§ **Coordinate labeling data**
☆ ☆ ☆
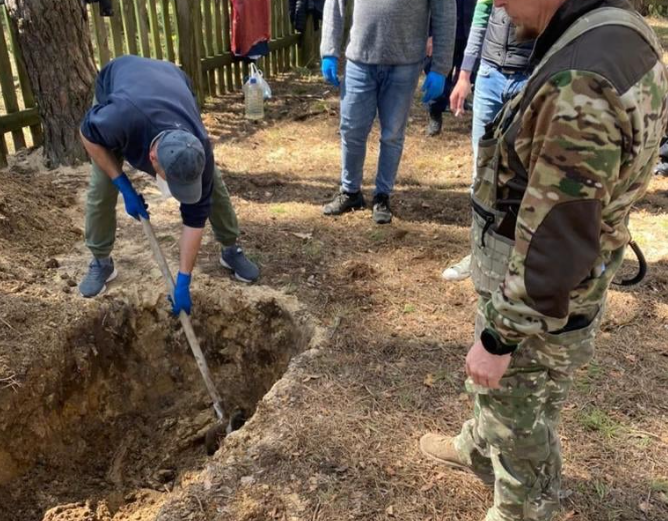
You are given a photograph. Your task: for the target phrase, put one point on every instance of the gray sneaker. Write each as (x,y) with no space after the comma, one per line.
(244,269)
(459,271)
(100,271)
(344,202)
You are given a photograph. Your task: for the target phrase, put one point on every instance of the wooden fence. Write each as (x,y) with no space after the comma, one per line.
(194,34)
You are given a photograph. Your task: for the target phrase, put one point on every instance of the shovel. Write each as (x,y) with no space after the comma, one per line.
(223,426)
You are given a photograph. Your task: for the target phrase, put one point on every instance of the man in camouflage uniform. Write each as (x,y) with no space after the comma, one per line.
(558,175)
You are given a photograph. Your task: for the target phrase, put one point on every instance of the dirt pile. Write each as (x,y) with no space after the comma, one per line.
(118,412)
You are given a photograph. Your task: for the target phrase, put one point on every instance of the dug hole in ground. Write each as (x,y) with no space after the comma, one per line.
(349,349)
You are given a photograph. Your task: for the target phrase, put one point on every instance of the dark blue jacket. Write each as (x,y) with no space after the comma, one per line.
(465,9)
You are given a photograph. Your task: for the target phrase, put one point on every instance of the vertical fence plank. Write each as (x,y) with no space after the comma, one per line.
(210,51)
(155,29)
(275,34)
(117,34)
(26,89)
(130,23)
(7,86)
(229,69)
(101,37)
(199,5)
(190,36)
(286,31)
(218,29)
(142,25)
(169,35)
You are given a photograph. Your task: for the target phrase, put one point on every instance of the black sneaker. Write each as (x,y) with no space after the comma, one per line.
(381,209)
(344,202)
(435,123)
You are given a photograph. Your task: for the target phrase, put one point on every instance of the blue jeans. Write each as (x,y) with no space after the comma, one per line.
(493,89)
(367,89)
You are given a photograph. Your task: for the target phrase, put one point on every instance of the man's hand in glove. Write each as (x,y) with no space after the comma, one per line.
(134,203)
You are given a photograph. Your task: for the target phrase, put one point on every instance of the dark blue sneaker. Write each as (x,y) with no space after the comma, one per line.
(233,258)
(100,271)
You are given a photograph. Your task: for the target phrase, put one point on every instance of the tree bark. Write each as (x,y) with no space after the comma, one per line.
(55,42)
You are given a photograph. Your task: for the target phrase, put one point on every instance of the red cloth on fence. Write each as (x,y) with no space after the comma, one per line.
(251,24)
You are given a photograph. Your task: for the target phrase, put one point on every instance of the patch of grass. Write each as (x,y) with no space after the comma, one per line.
(599,421)
(593,370)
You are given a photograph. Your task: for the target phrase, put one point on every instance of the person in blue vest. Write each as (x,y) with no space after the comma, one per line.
(441,104)
(384,55)
(146,113)
(504,70)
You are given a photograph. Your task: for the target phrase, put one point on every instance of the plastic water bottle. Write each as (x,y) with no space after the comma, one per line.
(254,98)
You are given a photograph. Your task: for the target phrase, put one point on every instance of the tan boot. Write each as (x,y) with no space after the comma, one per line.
(442,449)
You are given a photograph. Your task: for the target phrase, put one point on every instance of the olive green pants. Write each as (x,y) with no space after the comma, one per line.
(101,213)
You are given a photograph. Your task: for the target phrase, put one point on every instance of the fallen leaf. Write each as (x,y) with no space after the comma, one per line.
(427,487)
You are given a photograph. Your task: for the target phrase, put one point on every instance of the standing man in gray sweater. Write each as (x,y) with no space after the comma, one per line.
(384,59)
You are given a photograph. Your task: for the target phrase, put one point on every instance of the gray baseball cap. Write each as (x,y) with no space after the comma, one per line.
(182,157)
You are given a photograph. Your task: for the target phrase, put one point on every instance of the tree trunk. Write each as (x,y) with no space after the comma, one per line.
(55,42)
(642,6)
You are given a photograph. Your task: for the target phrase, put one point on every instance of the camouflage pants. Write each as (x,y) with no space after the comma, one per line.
(513,434)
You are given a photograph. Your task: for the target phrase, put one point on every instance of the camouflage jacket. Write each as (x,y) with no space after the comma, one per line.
(577,149)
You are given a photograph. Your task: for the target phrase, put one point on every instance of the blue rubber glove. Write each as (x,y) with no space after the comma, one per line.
(330,66)
(134,203)
(433,86)
(181,299)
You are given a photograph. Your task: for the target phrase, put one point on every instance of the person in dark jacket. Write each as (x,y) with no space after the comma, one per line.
(442,103)
(300,9)
(145,113)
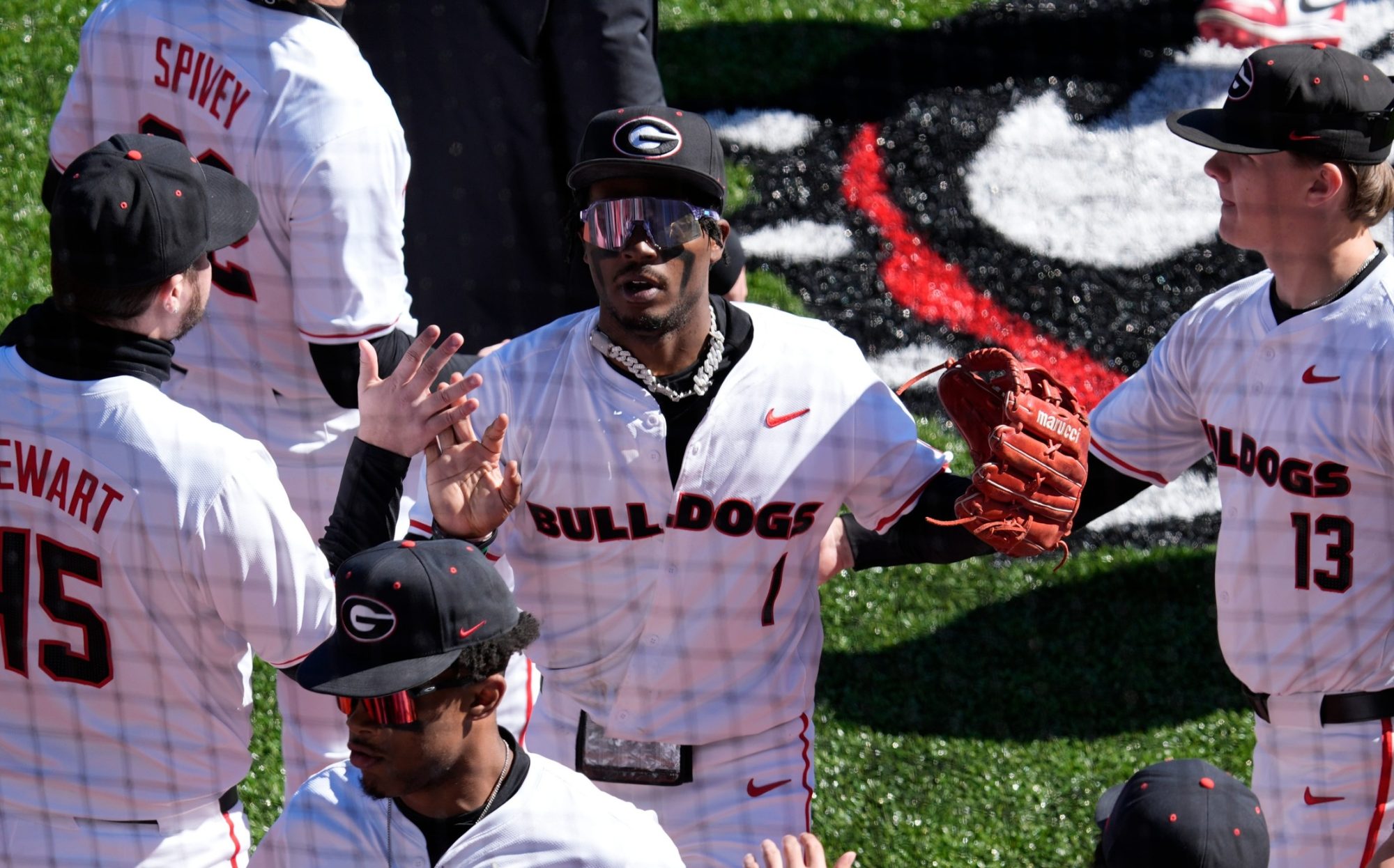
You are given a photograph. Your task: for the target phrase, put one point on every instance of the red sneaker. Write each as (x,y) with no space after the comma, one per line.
(1255,24)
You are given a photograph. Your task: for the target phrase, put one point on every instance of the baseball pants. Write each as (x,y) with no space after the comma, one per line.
(204,838)
(744,791)
(1324,791)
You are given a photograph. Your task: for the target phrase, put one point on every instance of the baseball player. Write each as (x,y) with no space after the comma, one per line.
(144,550)
(275,93)
(433,780)
(682,459)
(1286,380)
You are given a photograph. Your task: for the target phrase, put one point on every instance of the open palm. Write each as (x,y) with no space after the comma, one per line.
(470,488)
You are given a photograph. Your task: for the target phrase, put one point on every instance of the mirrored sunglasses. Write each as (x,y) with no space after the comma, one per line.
(610,224)
(398,708)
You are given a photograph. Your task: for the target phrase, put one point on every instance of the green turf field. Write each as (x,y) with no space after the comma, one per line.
(968,715)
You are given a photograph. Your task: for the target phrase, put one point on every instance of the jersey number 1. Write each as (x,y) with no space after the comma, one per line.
(1338,552)
(56,562)
(228,277)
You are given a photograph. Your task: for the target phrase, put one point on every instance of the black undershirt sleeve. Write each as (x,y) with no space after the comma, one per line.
(915,541)
(1106,491)
(338,364)
(912,540)
(366,511)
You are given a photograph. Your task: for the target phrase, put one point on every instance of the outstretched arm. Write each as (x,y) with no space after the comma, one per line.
(912,540)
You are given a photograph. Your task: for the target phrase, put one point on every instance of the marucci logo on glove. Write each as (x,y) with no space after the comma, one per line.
(1060,427)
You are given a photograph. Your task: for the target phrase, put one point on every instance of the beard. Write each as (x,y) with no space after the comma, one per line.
(193,316)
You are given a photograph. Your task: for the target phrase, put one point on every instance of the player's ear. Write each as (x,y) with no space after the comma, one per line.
(1328,183)
(487,697)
☆ ☆ ☆
§ **Stated problem**
Please copy, word for word, the stretch of lines from the one containing "of the jersey" through the last line.

§ **Written response**
You are given a photograph. Your task: for the target phrase, put one point on every instance of the jersey number 1. Write each as (x,y) with no space after the comma, one per line.
(1338,552)
(56,562)
(228,277)
You are given a photograph. Your task: for the target phrase, put one point on every instance of the black undershirt sleeve. Write each as (x,y) with no space after the comma, one per line.
(915,541)
(1106,491)
(338,364)
(912,540)
(366,511)
You are given a photograph. Your task: for the target phrase, put one point on every instance of the outstretched arm. Write each as (x,y) with no space after the comma, one per line.
(912,540)
You are given a photograph. Your task: for the target phrase, put one point on every instance of the marucci logo on glove. Write each as (x,y) with no space after the comma, one per line.
(1060,427)
You are given a photograph. Your task: for the target phrase, put one point on every instance of the beard. Write each as (x,y) with no space after the comma, one per line.
(193,316)
You are given a photograph. Your task: for the target phrase, put one point on every instance of the player's ear. Write each as (x,y) with no space after the comma, one per line.
(1328,183)
(487,697)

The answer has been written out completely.